▸ Prompt 1
Which distinct years appear in the Rindfleisch family history below, including its source list? Give each year once.
▸ Prompt 2
Could you reproduce the passage of the Rindfleisch family history below, starting with "He is recorded" and going on through "to the Kontora.", with no changes?

-- Excerpt to read follows --

Friedrich Rindfleisch, a single merchant (Kaufmann), arrived from Lübeck at the port of Oranienbaum on 4 July 1766 aboard the English frigate Love & Unity under the command of Skipper Thomas Fairfax.

Friederich Rindfleisch is recorded on the list of colonists being transported from St. Petersburg to Saratov in 1767.

He is recorded on the appendix to the 1767 census of Nieder-Monjou in Household No. 86. He later settled in the Volga German colony of Hockerberg.

In 1770, Karl Friedrich Rindfleisch was appointed to the Kontora.

The 1767 census records that Friedrich Rindfleisch came from the German region of Anhalt-Köthen.

There are no known surviving male lines of this family among the Volga German colonies. [The Rindfleisch families in Michigan are from Volhynian Russia, not the Volga German region.]

Sources

- Mai, Brent Alan. 1798 Census of the German Colonies along the Volga: Economy, Population, and Agriculture (Lincoln, NE: American Historical Society of Germans from Russia, 1999): Mv0864.

-- Excerpt to read concluded --
-- Dataset extract follows --

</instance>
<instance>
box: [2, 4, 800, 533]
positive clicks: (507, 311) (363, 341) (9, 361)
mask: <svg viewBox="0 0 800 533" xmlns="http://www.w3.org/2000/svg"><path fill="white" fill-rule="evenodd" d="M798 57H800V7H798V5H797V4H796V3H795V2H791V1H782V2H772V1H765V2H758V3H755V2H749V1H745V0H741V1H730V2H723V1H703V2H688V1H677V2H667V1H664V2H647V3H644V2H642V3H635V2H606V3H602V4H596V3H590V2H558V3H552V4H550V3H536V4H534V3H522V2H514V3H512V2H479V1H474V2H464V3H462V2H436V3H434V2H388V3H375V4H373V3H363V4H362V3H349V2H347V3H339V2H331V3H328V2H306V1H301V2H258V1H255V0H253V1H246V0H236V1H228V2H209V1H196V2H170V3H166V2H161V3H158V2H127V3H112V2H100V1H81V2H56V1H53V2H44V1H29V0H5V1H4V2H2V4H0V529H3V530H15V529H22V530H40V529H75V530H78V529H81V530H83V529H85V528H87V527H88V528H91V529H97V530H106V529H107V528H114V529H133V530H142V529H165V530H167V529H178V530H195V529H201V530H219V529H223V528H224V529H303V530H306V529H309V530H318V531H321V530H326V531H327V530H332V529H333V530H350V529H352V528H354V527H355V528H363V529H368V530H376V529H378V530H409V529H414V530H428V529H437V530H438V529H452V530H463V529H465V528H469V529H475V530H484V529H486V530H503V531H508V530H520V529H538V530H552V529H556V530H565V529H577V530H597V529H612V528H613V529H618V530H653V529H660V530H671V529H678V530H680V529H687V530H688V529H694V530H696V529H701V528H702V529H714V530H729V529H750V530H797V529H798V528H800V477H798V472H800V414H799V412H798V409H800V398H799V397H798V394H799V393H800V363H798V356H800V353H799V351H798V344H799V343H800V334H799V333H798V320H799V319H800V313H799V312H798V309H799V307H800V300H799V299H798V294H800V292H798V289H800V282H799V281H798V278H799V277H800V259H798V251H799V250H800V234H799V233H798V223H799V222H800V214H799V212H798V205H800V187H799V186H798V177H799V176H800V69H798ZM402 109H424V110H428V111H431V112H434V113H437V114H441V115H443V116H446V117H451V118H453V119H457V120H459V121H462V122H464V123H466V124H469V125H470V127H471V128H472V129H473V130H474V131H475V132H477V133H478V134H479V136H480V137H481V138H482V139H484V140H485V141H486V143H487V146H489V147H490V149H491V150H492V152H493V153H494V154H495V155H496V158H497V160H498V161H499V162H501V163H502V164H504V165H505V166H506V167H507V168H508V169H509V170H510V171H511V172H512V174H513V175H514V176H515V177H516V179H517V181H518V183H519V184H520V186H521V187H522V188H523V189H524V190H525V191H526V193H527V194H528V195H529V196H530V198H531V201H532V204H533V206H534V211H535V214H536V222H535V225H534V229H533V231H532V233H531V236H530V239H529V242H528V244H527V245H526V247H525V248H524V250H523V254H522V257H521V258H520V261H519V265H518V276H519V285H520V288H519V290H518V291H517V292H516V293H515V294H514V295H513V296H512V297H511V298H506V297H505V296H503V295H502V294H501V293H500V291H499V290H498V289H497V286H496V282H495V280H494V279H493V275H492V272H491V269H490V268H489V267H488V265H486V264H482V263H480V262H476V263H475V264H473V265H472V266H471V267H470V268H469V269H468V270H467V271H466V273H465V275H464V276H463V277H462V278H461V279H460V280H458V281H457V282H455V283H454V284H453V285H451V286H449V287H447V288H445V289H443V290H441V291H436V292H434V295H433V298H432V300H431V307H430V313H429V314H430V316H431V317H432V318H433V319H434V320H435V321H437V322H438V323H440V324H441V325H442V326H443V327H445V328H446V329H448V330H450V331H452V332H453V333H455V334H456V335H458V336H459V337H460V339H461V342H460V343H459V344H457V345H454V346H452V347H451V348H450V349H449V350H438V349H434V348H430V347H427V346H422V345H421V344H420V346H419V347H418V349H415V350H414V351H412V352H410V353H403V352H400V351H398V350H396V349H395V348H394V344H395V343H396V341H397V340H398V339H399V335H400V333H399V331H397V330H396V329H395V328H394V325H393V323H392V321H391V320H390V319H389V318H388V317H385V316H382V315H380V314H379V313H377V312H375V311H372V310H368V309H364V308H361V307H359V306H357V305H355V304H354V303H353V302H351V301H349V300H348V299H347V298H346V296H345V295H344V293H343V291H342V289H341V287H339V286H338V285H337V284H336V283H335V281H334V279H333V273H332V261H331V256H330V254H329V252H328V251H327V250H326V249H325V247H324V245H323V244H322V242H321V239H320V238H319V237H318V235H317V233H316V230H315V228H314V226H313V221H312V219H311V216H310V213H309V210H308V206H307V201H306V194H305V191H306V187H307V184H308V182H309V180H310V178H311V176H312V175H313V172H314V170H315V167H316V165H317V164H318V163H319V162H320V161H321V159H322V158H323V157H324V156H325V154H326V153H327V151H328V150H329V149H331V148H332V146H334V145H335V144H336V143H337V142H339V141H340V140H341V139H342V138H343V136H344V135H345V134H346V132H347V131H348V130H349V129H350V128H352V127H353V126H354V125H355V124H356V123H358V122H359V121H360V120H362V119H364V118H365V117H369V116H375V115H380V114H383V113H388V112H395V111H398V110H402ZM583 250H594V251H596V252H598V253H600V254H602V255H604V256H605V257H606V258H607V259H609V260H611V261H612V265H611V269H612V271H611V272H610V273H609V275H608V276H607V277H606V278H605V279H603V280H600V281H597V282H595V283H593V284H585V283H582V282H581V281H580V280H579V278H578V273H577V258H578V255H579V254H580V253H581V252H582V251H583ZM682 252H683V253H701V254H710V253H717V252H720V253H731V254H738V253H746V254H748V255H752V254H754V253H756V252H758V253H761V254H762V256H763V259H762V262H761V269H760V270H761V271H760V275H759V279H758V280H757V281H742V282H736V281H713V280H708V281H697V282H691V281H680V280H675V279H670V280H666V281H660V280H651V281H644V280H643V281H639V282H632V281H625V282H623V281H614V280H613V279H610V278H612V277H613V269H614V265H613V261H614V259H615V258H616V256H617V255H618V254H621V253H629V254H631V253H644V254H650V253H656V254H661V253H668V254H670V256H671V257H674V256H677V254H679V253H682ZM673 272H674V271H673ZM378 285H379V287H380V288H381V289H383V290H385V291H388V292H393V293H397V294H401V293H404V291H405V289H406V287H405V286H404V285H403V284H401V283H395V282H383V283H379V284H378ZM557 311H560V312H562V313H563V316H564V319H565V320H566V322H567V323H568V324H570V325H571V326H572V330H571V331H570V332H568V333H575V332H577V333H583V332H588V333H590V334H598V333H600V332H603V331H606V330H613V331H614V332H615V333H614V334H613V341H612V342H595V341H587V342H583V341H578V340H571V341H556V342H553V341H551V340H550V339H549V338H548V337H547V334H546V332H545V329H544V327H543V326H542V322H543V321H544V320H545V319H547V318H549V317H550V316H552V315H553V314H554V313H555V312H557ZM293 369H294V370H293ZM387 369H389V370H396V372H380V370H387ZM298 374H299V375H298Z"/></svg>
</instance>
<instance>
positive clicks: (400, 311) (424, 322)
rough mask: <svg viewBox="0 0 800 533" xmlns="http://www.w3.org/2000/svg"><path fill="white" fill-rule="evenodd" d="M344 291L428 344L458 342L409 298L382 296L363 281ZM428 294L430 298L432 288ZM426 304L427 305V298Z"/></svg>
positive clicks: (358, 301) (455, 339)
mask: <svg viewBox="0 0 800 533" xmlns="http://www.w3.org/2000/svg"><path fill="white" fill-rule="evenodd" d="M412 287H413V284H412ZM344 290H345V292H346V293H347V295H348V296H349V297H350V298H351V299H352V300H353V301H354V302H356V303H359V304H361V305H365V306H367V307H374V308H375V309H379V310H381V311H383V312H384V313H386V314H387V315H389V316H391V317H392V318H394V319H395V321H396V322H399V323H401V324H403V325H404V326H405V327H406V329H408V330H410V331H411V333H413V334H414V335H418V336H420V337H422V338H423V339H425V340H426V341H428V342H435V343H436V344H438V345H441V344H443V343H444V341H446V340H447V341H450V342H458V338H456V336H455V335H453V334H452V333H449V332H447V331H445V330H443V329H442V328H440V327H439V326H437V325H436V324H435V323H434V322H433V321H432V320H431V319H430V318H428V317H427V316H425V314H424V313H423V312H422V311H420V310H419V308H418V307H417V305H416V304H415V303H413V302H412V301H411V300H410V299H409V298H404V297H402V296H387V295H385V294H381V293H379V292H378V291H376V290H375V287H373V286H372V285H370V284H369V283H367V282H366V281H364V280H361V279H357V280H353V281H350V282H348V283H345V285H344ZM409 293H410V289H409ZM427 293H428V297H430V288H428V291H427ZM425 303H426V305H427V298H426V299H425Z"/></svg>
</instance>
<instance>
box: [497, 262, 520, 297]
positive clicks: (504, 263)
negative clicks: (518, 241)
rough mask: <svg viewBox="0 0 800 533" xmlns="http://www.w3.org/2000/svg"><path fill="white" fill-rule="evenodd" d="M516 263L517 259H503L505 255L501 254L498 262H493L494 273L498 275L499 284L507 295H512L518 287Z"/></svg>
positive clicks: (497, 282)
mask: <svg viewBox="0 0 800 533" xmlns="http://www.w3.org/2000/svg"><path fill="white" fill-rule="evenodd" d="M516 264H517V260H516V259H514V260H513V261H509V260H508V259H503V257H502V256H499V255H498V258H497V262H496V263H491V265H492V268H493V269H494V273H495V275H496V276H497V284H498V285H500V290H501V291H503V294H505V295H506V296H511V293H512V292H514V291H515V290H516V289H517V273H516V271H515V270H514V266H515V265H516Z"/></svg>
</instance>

-- Dataset extract concluded --

▸ Response box 1
1766, 1767, 1770, 1798, 1999

▸ Response box 2
He is recorded on the appendix to the 1767 census of Nieder-Monjou in Household No. 86. He later settled in the Volga German colony of Hockerberg.

In 1770, Karl Friedrich Rindfleisch was appointed to the Kontora.